(Dataset items)
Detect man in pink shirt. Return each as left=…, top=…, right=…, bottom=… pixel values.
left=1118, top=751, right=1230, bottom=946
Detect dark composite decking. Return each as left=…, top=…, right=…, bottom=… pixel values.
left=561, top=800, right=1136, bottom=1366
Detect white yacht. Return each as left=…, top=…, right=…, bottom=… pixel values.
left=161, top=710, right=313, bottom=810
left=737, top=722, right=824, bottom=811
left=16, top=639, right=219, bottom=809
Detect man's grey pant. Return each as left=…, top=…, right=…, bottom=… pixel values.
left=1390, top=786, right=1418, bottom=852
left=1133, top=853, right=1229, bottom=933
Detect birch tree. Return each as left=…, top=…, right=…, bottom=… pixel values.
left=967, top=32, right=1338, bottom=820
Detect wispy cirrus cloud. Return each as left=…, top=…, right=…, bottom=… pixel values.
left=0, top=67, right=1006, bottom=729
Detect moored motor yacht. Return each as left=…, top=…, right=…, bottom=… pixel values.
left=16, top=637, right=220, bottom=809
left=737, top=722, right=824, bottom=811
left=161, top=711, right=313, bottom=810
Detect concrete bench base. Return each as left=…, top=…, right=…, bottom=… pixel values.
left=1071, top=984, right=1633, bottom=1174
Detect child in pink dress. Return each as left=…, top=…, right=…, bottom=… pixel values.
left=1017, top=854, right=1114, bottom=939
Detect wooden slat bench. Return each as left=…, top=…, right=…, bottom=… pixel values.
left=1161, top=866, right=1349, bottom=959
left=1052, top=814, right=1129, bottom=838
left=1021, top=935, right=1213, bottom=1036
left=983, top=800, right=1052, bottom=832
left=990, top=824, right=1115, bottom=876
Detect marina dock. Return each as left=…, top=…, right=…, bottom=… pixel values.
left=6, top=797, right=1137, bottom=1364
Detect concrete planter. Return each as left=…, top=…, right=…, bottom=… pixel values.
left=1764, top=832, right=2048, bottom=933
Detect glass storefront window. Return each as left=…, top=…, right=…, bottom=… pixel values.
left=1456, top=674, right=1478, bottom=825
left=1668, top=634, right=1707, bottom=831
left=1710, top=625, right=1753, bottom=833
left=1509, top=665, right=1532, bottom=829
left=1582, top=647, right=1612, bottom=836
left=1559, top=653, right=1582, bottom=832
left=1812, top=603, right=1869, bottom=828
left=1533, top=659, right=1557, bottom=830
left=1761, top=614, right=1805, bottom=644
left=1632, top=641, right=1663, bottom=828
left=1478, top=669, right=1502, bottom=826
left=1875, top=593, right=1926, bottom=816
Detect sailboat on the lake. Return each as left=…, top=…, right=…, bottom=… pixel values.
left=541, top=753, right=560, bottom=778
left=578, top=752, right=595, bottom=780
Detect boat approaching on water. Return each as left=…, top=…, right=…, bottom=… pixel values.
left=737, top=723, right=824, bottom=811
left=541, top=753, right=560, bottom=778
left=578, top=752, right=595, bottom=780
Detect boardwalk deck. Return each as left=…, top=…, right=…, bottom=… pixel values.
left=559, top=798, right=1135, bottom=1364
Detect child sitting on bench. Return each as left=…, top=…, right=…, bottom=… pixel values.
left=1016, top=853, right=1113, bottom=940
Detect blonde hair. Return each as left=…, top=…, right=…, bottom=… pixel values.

**The task:**
Each entry above needs to be retyped exactly as it appears.

**Output of the task:**
Detect man in pink shirt. Return each as left=…, top=…, right=…, bottom=… pixel values.
left=1118, top=751, right=1230, bottom=946
Detect dark composite decking. Return each as left=…, top=…, right=…, bottom=… pixel values.
left=561, top=800, right=1136, bottom=1366
Detect white yacht. Return each as left=…, top=…, right=…, bottom=… pixel values.
left=161, top=710, right=313, bottom=810
left=737, top=722, right=824, bottom=811
left=16, top=639, right=219, bottom=809
Detect man's grey pant. Return each as left=…, top=…, right=…, bottom=… pixel values.
left=1390, top=786, right=1418, bottom=852
left=1133, top=853, right=1229, bottom=933
Detect birch tree. Return each as left=…, top=…, right=…, bottom=… pixel values.
left=967, top=32, right=1338, bottom=820
Detect wispy cirrus cloud. Return each as left=…, top=…, right=…, bottom=… pixel values.
left=0, top=67, right=1006, bottom=729
Detect moored motor yacht. Return each as left=…, top=…, right=…, bottom=… pixel values.
left=16, top=637, right=220, bottom=809
left=737, top=722, right=824, bottom=811
left=161, top=711, right=313, bottom=810
Detect concrete bench base. Return each as left=…, top=…, right=…, bottom=… pixel values.
left=1071, top=984, right=1633, bottom=1174
Detect child in pink dress. Return each as left=…, top=…, right=…, bottom=… pixel values.
left=1017, top=854, right=1114, bottom=939
Detect wooden slat bench. Return each as left=…, top=…, right=…, bottom=… pixel values.
left=1161, top=866, right=1349, bottom=959
left=1052, top=814, right=1129, bottom=838
left=1021, top=935, right=1213, bottom=1036
left=983, top=800, right=1052, bottom=832
left=990, top=824, right=1115, bottom=876
Detect marina dock. Return each as left=…, top=…, right=…, bottom=… pixel values.
left=6, top=797, right=1137, bottom=1364
Detect concrete planter. Return each as left=…, top=…, right=…, bottom=… pixel values.
left=1764, top=832, right=2048, bottom=933
Detect glass storefront window. Return each as left=…, top=…, right=…, bottom=… pixel values.
left=1456, top=674, right=1478, bottom=825
left=1668, top=634, right=1707, bottom=831
left=1710, top=625, right=1753, bottom=833
left=1509, top=665, right=1532, bottom=829
left=1582, top=647, right=1612, bottom=836
left=1559, top=653, right=1582, bottom=832
left=1812, top=603, right=1869, bottom=828
left=1533, top=659, right=1557, bottom=830
left=1761, top=614, right=1805, bottom=644
left=1632, top=641, right=1663, bottom=828
left=1478, top=669, right=1502, bottom=826
left=1875, top=593, right=1926, bottom=816
Detect sailboat on the lake. Return each as left=…, top=…, right=…, bottom=… pixel values.
left=541, top=753, right=560, bottom=778
left=578, top=752, right=595, bottom=780
Detect boat approaching on water. Return each as left=…, top=…, right=…, bottom=… pixel values.
left=737, top=723, right=824, bottom=811
left=541, top=753, right=560, bottom=778
left=578, top=752, right=595, bottom=780
Detect boardwalk deck. Return each as left=…, top=…, right=…, bottom=… pixel values.
left=559, top=798, right=1135, bottom=1364
Detect child sitting on bench. Return each as left=…, top=…, right=…, bottom=… pixel values.
left=1016, top=853, right=1113, bottom=940
Detect blonde hair. Return each as left=…, top=…, right=…, bottom=… pixel values.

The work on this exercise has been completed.